DATA UNDER STUDY =>
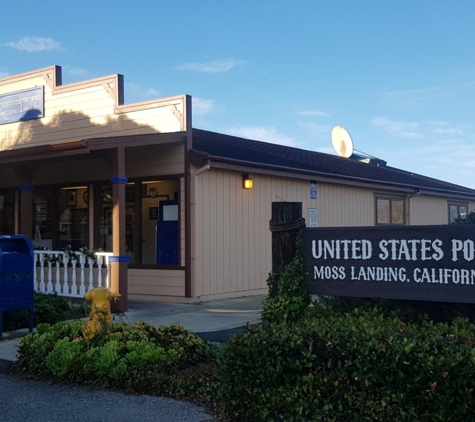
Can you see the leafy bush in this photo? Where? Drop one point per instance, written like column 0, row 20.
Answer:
column 366, row 364
column 138, row 358
column 288, row 299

DIRECTIONS FOR THIS TASK => Please write out all of the data verbatim, with no pictures in the copy.

PROBLEM SOLUTION =>
Can you see the leafy bush in this photo? Where? Drop one point per instance, written like column 0, row 20.
Answer:
column 366, row 364
column 138, row 358
column 288, row 299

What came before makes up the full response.